____ Page extract
By John M. Hotchner
Thank you to the many readers who have stopped me at stamp shows or have sent in questions and observations about expertizing since the first column on this subject debuted as a monthly feature in U.S. Stamp Notes three months ago.
Over time I will get to all the questions, but the most urgent one seems to be this: “Who appoints experts and what makes an expert so bold as to accept?”
Sometimes the question has been posed with a negative twist; sort of “Who the heck do you people think you are, holding yourself out as superior?”
Before answering this, we need to be clear on a concept.
That concept is that what you get from an expert, and by extension from an expertizing service, is an opinion. It will be as close to the ultimate truth as humans can make it. Often it is around 99 percent.
But other times, it might be and can be questioned by other experts who did not review the item, by people with different viewpoints on the facts, or because of advances in technology. That is why certificates from earlier days are sometimes reversed in the current era, and why some dealers and collectors will not accept a certificate from even 30 or 40 years ago, and want an item resubmitted for a current certificate.
Experts join expertizing services in two ways. Either they are asked or they volunteer. In both cases, their qualifications and experience are examined by the service administrators, and if that is promising, they might be added to the rolls.
But this is not the end of the process. All opinions are constantly being looked at by other experts and by the administrators — a sort of peer review. And if they are not consistently accurate and well reasoned, the expert will not last long as a member of an expert committee.
________
**Stated problem 1**
According to the expertizing column, what are the two ways experts join expertizing services?
**Stated problem 2**
Reproduce the expertizing column word for word between "By John M. Hotchner" and "on a concept.", inclusive.
____ Supplied material
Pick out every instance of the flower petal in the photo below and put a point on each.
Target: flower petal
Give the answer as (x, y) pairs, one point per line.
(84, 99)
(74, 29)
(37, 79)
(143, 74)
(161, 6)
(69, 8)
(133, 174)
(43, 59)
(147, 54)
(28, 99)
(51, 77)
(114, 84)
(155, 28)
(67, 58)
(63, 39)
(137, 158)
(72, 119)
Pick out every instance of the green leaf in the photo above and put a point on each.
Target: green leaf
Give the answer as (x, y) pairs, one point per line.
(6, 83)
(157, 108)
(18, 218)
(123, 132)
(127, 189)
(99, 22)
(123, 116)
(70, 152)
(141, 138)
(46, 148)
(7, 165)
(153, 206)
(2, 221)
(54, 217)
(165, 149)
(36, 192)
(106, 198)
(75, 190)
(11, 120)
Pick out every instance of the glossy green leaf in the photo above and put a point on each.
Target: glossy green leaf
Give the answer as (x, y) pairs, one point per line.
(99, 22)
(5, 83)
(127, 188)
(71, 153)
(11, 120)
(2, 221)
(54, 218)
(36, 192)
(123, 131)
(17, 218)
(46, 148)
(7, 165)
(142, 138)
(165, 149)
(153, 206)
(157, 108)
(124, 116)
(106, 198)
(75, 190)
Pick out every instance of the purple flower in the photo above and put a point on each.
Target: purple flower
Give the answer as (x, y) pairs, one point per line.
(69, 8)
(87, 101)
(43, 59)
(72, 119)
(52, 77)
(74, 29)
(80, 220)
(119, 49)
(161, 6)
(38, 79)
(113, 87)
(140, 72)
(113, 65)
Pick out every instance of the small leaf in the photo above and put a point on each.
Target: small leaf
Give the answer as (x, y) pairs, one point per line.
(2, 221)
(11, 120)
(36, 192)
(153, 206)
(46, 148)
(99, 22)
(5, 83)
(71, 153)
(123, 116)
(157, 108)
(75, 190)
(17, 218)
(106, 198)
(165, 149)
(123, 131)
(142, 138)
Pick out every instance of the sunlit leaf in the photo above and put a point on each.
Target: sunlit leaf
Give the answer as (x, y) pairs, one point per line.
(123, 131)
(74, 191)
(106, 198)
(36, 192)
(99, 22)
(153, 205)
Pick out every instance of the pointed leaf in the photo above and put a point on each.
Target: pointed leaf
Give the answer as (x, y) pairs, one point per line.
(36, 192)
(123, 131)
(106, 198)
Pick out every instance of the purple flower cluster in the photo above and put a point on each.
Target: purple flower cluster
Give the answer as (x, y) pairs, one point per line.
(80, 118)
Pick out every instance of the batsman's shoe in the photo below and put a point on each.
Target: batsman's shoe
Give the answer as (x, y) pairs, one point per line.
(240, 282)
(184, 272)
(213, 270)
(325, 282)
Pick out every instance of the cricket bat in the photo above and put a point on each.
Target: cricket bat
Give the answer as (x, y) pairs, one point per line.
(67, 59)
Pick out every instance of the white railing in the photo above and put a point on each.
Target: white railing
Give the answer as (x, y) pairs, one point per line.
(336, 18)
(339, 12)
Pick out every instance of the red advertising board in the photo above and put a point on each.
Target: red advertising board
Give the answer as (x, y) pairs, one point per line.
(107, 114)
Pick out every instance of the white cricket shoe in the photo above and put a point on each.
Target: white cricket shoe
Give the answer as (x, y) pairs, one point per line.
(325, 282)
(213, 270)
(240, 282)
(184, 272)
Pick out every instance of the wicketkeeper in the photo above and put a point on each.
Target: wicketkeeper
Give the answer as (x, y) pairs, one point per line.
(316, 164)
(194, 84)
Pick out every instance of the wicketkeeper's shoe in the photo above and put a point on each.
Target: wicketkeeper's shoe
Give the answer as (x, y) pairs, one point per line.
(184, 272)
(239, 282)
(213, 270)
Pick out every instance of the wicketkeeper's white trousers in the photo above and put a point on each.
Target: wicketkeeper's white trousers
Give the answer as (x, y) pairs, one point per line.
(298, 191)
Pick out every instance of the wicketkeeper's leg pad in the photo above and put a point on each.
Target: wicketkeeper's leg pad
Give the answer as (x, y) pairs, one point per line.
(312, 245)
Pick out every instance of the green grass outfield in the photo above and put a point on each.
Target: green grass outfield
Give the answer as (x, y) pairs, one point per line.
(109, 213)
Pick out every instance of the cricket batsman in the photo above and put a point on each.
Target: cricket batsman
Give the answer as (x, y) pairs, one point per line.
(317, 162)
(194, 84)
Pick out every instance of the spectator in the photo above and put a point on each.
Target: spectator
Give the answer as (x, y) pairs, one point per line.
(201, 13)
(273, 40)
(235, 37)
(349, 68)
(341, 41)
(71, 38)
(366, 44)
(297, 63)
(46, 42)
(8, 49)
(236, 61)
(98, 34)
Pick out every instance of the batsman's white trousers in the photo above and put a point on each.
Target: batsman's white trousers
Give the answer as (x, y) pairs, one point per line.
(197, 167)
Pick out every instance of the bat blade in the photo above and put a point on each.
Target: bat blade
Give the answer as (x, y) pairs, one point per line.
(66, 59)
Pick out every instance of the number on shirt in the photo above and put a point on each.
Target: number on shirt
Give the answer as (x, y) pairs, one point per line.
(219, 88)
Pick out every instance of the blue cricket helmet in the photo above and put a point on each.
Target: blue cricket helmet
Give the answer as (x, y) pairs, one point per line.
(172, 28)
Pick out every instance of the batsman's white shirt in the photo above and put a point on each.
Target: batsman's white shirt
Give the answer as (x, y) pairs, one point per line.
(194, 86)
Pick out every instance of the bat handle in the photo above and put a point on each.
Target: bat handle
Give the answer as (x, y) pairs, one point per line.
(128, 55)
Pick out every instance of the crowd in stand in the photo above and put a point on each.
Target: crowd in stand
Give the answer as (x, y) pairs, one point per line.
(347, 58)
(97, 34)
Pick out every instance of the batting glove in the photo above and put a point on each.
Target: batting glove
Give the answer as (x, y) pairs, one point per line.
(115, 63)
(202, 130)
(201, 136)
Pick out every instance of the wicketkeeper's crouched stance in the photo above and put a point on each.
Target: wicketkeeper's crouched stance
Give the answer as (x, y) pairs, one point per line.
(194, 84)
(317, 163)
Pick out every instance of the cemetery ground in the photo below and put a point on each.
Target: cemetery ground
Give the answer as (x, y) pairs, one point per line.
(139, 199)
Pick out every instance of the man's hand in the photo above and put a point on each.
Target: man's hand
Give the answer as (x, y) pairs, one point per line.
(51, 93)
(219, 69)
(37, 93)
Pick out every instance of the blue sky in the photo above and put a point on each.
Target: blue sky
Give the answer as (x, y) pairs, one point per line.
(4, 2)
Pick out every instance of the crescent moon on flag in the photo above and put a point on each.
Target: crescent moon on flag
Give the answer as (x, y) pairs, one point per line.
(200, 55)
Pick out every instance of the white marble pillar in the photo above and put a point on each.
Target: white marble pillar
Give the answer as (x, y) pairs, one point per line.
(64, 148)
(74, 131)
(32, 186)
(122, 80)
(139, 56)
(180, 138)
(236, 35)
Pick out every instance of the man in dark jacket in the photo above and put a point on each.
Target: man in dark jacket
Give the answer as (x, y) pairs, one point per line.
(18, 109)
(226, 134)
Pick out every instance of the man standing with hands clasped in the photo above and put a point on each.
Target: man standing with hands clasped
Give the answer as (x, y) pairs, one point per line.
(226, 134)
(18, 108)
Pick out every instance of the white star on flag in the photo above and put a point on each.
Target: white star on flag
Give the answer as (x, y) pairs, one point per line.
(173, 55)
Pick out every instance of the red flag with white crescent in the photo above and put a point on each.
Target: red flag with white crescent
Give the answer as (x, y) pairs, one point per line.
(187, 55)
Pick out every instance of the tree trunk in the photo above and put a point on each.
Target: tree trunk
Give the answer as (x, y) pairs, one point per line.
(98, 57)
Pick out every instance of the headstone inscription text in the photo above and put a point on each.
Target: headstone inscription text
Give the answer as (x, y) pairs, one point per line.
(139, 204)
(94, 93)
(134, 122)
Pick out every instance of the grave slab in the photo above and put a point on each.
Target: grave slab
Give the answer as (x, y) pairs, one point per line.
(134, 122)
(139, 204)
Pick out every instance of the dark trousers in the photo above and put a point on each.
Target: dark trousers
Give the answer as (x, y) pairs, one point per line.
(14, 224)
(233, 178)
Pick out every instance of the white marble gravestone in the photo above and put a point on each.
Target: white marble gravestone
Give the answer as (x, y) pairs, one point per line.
________
**Expected output 1**
They are either asked or they volunteer.

**Expected output 2**
By John M. Hotchner
Thank you to the many readers who have stopped me at stamp shows or have sent in questions and observations about expertizing since the first column on this subject debuted as a monthly feature in U.S. Stamp Notes three months ago.
Over time I will get to all the questions, but the most urgent one seems to be this: “Who appoints experts and what makes an expert so bold as to accept?”
Sometimes the question has been posed with a negative twist; sort of “Who the heck do you people think you are, holding yourself out as superior?”
Before answering this, we need to be clear on a concept.